*Texte source:*

....................

Lorsqu’une unité aérienne française est dotée d’une appellation différente du réglementaire « Escadron de Chasse », c’est souvent que l’histoire de l’unité est suffisamment extraordinaire pour le mériter. Il en est ainsi du Groupe de Chasse des Cigognes dont l’histoire est contée ici. C’est également le cas du Régiment de Chasse Normandie Niemen.
Création :
Lors de la seconde guerre mondiale, après la défaite française et l’instauration de l’Etat français à Vichy, le Général De Gaule a choisi de former un gouvernement et de continuer à luter aux côtés des alliés depuis Londres. Lorsque Hitler attaque l’Union Soviétique, rompant de fait le pacte de non agression germano-soviétique, les alliés pensent comme Hitler que les russes vont s’effondrer rapidement. Ce n’est pas l’avis de De Gaule qui souhaite participer aux combats dans l’est (ayant besoin de reconnaissance internationale, il saisit ainsi l’occasion qui lui est donnée de nouer des relations avec un pays qui vient de renvoyer tous les diplomates de Vichy). Il décide de créer une unité des Forces Aériennes Françaises Libres : Le groupe de Chasse n° 3. Le premier commandant du groupe, Joseph Pouliquen propose le nom de la région Normandie. (l’Alsace et L’ile de France constituaient les GC1 et 2). Le groupe est composé de 3 escadrilles : « Rouen », « Le Havre » et « Cherbourg ».

....................

*Items:*
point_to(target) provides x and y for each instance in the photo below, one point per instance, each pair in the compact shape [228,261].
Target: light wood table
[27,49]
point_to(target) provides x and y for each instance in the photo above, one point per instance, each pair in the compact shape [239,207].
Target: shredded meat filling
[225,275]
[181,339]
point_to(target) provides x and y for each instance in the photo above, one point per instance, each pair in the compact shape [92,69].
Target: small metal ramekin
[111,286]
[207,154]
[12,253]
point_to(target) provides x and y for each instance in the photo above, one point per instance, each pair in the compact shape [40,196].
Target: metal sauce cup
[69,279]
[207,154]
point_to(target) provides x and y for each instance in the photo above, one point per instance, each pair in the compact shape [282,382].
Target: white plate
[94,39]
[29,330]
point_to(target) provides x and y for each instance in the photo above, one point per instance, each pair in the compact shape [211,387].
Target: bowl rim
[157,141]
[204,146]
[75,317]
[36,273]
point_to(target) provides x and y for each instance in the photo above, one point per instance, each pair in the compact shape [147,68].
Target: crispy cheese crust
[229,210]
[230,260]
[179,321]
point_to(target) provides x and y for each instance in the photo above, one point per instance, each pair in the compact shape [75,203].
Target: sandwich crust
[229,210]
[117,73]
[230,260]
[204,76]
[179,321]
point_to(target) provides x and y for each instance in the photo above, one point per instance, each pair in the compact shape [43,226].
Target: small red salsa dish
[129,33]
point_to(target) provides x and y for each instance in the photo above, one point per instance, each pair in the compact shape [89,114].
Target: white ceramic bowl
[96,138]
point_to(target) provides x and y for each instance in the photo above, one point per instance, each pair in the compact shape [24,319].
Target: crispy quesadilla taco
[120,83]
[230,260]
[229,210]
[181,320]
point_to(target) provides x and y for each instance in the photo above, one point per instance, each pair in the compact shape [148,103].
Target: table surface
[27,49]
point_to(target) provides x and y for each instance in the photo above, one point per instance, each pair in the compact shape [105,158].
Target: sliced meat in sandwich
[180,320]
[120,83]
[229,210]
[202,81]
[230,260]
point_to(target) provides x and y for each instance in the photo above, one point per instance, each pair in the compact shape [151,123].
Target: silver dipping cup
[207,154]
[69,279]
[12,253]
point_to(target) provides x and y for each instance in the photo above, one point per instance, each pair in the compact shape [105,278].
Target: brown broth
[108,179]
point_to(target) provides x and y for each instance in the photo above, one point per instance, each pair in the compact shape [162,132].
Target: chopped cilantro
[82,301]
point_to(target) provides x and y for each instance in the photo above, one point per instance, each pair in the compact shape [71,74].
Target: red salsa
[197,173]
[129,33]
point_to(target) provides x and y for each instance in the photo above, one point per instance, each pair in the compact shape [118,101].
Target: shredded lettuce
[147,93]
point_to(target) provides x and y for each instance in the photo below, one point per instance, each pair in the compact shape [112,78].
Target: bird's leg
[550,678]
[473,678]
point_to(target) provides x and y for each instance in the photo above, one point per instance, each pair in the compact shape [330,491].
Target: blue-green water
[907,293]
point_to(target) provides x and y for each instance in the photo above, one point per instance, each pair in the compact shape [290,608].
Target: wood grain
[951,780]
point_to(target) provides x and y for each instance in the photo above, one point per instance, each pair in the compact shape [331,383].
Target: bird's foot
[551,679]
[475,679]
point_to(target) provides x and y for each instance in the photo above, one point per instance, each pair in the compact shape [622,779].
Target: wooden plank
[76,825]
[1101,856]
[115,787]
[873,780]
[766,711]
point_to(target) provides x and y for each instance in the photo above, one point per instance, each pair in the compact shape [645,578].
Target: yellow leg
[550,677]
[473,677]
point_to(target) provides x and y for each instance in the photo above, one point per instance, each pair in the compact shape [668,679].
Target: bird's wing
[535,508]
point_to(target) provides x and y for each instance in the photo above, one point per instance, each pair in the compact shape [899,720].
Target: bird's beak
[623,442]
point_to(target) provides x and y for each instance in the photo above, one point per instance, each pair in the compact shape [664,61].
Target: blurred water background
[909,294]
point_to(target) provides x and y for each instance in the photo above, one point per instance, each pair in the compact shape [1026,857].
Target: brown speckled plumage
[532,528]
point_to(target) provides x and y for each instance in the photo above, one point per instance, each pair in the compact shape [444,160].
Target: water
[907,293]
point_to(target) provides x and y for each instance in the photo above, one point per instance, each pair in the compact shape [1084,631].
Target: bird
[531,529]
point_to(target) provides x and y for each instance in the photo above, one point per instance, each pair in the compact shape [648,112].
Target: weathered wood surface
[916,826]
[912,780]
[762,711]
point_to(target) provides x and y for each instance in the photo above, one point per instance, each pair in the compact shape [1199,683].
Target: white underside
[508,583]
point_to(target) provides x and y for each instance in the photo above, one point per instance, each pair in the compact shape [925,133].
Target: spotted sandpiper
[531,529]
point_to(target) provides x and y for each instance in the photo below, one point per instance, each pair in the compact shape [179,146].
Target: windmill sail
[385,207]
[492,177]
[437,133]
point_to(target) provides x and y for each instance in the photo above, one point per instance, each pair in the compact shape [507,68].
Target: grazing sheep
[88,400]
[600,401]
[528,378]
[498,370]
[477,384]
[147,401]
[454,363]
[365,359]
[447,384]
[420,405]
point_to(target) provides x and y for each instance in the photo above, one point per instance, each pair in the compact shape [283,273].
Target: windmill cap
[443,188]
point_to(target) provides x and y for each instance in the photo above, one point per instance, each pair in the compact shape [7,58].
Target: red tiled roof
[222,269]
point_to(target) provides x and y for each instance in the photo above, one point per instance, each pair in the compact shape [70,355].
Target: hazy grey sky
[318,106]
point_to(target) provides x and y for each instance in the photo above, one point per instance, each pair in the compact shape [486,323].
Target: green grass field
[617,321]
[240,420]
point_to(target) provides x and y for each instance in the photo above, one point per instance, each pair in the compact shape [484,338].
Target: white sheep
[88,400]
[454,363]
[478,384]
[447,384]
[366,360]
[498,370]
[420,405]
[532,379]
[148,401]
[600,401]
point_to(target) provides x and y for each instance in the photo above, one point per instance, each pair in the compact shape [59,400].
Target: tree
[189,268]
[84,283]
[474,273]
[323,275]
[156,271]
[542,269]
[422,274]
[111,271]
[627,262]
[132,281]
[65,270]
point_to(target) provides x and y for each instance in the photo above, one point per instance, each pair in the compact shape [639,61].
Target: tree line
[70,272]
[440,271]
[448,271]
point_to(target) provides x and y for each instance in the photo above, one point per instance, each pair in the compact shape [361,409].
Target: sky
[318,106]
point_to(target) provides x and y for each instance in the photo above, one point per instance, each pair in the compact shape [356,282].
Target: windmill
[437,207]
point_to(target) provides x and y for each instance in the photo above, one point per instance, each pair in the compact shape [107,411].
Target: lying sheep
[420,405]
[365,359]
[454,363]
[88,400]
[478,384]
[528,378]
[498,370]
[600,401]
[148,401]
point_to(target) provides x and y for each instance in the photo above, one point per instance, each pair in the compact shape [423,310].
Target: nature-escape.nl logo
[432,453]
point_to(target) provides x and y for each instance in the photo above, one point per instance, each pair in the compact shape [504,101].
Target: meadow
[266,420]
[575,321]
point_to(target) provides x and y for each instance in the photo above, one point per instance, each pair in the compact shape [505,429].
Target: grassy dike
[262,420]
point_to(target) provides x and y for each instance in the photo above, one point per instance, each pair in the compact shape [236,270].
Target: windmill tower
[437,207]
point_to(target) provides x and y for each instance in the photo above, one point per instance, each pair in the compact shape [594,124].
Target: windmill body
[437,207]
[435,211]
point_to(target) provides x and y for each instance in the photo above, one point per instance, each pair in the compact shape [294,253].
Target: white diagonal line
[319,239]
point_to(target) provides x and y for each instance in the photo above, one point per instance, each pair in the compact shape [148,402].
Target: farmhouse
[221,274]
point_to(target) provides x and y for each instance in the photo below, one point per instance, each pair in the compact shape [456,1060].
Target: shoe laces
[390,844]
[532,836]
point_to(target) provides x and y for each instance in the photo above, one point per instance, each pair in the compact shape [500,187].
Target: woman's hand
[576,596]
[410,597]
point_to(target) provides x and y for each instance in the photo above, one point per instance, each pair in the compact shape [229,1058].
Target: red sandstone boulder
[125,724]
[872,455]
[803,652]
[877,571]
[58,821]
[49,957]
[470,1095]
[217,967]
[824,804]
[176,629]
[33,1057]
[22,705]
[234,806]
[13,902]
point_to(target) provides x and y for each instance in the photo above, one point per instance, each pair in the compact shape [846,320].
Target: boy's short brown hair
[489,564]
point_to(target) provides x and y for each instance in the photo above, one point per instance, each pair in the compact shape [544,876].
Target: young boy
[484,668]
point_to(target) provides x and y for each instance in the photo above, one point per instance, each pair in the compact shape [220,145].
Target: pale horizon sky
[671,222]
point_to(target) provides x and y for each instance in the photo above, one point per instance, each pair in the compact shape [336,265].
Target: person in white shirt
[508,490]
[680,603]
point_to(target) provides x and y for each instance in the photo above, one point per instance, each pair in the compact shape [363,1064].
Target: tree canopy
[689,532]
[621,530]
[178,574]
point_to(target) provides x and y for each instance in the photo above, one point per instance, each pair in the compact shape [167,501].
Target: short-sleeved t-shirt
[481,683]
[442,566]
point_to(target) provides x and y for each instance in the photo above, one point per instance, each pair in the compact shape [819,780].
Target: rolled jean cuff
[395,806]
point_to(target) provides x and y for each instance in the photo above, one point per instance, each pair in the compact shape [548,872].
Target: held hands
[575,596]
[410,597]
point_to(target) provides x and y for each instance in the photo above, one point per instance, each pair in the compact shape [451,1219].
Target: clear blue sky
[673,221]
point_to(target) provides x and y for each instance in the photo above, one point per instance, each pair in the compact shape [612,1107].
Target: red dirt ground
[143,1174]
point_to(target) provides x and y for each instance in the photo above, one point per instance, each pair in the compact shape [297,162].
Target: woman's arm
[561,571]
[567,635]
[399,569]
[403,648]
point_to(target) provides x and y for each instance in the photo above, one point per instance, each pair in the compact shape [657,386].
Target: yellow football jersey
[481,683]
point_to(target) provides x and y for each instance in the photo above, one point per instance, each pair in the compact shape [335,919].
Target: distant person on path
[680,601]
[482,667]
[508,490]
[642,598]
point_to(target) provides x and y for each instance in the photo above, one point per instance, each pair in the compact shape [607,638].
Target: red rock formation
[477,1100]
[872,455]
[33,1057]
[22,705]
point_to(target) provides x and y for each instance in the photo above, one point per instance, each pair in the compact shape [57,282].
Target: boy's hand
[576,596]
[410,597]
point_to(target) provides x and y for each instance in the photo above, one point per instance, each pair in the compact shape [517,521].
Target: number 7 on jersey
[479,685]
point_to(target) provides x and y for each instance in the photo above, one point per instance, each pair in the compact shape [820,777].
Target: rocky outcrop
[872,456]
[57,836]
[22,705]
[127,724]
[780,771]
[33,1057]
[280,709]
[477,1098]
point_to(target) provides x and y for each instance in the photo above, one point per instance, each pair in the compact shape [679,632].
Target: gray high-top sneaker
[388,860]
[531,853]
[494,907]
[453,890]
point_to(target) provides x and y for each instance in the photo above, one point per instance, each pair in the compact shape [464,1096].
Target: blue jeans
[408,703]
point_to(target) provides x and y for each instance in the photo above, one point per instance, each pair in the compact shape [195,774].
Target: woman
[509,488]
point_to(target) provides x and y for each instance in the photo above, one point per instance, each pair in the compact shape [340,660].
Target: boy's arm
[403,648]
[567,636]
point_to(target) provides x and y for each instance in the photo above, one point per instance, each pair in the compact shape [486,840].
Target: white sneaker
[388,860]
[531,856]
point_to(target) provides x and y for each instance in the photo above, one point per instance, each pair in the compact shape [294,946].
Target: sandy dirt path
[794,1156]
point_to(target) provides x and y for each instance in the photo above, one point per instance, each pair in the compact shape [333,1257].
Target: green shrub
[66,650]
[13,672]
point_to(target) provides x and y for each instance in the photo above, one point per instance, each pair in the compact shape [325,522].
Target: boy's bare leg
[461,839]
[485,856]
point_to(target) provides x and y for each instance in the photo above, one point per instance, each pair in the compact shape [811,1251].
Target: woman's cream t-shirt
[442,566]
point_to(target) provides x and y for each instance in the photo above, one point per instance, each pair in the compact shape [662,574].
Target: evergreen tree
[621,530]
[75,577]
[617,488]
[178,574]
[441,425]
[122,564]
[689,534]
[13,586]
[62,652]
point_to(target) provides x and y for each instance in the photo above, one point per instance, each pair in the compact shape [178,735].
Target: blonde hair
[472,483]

....................

*Défis:*
1) Traduisez en anglais cette phrase du texte sur le Normandie Niemen : « Le groupe est composé de 3 escadrilles : “Rouen”, “Le Havre” et “Cherbourg”. »
2) D'après le texte sur le Normandie Niemen, qui fut le premier commandant du Groupe de Chasse n° 3 ?
3) Reprenez le texte sur le Normandie Niemen à l'endroit où il s'arrête et poursuivez-en la rédaction.

*Résultats des exercices:*
1) The group is made up of 3 squadrons: "Rouen," "Le Havre," and "Cherbourg."

2) Joseph Pouliquen.

3)
Insigne du « Normandie »
14 pilotes et 58 mécaniciens débarquent donc le 29 novembre sur la base d’Ivanovo au nord de Moscou via le Liban, l’Irak et l’Iran. L’entrainement débute sur l’avion choisi par les pilotes français, le Yak…alors que des avions anglais et américains étaient proposés…ce qui va droit au coeur de leurs hotes. Des mécaniciens soviétiques (une douzaine) rejoignent l’unité. Au mois de mars 1943, le « Normandie » est jugé apte à rejoindre le front. C’est la seule unité occidentale qui se bat aux côtés des russes pendant toute la durée de la guerre.
Mécaniciens français au travail sur un YAK
Les campagnes
Le premier engagement du « Normandie » se fait aux côtés de la Première Armée Soviétique. Les pilotes français, adroits et audacieux remportent rapidement leurs premières victoires et deviennent des exemples pour les autres un cités aériennes engagées.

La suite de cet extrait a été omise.